— START OF DATA FOR THIS TASK —

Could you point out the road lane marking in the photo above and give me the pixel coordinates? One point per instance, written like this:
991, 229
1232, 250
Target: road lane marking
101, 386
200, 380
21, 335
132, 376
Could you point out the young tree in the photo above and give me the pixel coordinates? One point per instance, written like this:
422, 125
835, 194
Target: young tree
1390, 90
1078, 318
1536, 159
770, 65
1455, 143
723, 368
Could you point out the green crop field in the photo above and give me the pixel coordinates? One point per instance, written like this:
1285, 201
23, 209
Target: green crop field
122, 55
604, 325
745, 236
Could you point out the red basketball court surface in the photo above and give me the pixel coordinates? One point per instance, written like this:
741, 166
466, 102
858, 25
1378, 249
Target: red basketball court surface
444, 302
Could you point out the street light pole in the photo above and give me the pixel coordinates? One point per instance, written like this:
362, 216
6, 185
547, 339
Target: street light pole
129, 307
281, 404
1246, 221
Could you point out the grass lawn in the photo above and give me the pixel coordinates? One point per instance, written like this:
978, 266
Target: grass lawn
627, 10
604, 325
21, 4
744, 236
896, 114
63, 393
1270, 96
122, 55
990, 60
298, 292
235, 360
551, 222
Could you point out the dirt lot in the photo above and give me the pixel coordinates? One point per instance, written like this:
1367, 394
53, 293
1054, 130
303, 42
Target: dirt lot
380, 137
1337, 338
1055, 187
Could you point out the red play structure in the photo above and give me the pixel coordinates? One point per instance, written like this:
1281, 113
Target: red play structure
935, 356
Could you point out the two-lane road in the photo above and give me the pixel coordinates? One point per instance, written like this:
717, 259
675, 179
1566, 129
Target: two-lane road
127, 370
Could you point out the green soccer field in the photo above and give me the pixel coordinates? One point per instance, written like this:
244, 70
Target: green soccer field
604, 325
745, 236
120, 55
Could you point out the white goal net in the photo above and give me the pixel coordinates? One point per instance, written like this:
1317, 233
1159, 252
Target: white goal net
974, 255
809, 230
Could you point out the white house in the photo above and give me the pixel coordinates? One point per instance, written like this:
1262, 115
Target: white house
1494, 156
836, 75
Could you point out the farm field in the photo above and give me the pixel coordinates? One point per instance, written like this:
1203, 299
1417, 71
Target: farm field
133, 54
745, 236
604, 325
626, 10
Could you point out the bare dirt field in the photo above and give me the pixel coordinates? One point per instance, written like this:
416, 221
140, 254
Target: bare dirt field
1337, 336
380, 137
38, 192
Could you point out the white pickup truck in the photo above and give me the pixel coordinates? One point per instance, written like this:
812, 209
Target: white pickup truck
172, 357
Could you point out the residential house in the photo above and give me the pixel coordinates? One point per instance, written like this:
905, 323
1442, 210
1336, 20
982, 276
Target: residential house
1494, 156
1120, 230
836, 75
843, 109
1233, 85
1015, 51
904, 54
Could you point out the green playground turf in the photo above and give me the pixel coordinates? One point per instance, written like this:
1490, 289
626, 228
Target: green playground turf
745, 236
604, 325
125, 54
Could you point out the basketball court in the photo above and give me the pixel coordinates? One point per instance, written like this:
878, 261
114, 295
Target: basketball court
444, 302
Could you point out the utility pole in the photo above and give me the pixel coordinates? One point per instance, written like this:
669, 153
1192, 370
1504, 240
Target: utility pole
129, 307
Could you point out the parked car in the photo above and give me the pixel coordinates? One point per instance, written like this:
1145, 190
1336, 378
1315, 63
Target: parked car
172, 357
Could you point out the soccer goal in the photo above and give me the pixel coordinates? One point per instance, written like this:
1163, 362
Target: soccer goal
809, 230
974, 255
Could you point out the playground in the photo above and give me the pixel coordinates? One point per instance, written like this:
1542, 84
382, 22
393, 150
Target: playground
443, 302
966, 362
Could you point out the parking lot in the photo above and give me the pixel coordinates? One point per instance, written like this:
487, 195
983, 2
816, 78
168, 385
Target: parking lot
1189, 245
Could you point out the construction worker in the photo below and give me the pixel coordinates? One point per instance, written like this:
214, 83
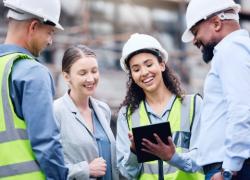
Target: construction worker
87, 139
213, 26
154, 95
29, 137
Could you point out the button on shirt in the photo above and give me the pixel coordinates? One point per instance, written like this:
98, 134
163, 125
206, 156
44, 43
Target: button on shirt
31, 89
127, 161
225, 119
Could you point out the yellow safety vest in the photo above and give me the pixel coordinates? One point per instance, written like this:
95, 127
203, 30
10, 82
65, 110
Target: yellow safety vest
180, 117
17, 161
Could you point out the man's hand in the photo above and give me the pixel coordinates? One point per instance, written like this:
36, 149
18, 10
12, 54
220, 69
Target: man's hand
217, 176
160, 149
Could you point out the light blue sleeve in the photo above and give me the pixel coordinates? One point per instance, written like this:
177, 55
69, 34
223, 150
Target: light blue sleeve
234, 72
187, 161
31, 92
126, 160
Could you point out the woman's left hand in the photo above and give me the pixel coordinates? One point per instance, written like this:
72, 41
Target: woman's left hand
160, 149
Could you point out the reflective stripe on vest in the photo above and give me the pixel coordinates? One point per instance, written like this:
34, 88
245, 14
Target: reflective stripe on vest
180, 127
17, 161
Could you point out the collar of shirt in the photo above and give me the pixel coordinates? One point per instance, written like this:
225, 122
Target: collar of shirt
11, 48
230, 36
167, 108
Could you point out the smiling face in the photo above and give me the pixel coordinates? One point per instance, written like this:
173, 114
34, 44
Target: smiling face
146, 71
83, 76
205, 37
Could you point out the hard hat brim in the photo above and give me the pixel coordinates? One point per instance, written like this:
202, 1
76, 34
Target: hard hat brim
187, 36
58, 26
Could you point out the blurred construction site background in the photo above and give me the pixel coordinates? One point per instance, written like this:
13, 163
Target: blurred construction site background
104, 25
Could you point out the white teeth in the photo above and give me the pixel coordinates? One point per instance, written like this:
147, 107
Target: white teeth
147, 80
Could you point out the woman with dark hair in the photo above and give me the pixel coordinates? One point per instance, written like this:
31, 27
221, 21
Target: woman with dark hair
84, 122
154, 89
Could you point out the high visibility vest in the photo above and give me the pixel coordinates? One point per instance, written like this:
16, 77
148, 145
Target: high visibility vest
181, 118
17, 161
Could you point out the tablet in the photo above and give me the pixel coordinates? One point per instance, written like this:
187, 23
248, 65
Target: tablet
161, 129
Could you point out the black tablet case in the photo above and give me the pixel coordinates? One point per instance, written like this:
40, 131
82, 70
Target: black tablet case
161, 129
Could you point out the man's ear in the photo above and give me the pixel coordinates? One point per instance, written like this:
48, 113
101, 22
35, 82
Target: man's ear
217, 23
33, 25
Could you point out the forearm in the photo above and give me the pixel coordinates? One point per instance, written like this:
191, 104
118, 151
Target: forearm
184, 162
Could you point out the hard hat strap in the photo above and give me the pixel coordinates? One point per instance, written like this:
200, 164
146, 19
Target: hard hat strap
227, 16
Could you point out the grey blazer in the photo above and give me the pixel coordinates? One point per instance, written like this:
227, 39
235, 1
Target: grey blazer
79, 144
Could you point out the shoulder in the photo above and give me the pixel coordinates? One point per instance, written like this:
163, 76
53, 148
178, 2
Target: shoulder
31, 70
59, 106
30, 65
101, 105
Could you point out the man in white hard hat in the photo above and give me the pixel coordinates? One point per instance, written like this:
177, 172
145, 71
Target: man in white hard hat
213, 26
29, 138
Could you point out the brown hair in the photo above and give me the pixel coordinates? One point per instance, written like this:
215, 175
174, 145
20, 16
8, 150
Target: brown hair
135, 93
72, 54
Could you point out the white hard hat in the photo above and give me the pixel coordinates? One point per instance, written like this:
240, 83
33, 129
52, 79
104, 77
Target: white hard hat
138, 42
46, 10
202, 9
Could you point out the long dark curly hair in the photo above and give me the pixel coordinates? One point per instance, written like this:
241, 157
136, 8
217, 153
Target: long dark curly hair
135, 93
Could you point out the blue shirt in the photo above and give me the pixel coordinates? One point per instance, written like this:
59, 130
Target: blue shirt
31, 91
103, 146
225, 119
127, 161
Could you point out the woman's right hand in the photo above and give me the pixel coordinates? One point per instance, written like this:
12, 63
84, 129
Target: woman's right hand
97, 167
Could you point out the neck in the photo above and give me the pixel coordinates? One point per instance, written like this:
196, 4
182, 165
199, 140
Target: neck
82, 102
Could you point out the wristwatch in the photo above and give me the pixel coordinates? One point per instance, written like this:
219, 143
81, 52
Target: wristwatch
227, 174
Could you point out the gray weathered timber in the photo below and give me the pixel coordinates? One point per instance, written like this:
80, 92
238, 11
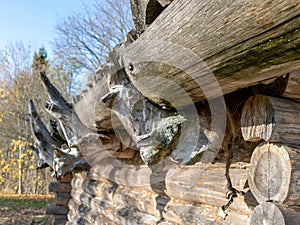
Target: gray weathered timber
43, 142
91, 111
275, 214
73, 129
232, 43
59, 220
59, 187
292, 89
158, 131
198, 183
62, 198
52, 209
182, 209
144, 12
271, 119
274, 174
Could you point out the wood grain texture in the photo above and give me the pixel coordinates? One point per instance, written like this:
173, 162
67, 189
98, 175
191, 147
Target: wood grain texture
241, 42
59, 220
52, 209
274, 174
101, 199
271, 119
62, 198
91, 111
59, 187
274, 214
293, 86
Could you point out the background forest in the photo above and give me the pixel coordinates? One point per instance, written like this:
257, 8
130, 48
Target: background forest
82, 42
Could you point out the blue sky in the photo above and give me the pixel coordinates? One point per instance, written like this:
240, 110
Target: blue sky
33, 21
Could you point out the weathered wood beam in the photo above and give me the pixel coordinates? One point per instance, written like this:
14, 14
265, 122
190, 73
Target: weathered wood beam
73, 129
43, 141
156, 130
144, 12
274, 174
183, 203
59, 219
91, 111
271, 119
59, 187
52, 209
272, 213
292, 89
233, 44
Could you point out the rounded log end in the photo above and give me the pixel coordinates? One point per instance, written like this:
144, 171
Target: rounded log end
267, 213
257, 119
269, 174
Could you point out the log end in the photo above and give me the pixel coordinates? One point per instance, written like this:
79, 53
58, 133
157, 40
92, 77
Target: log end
257, 119
270, 173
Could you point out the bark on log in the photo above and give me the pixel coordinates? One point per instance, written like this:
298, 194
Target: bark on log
274, 174
274, 214
91, 111
242, 43
271, 119
59, 187
52, 209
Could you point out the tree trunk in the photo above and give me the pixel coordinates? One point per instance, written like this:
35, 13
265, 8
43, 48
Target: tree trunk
269, 213
271, 119
274, 174
234, 44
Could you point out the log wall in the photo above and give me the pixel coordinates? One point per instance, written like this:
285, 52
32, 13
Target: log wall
262, 99
95, 200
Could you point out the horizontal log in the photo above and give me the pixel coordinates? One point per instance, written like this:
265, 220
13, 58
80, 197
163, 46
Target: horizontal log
292, 88
59, 220
59, 187
233, 44
65, 178
271, 119
62, 198
270, 213
144, 12
120, 214
186, 183
144, 201
52, 209
274, 174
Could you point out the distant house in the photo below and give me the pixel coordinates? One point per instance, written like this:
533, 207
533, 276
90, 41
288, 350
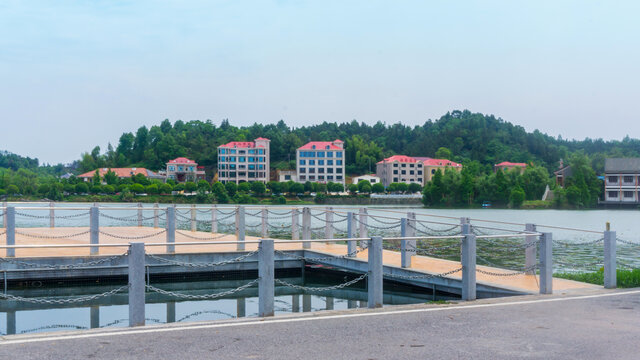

— END OF DATA FOR THIS TASK —

_SHORT TASK_
Count the lines above that contain the word "farm", and give only the number.

_CORRECT RESPONSE_
2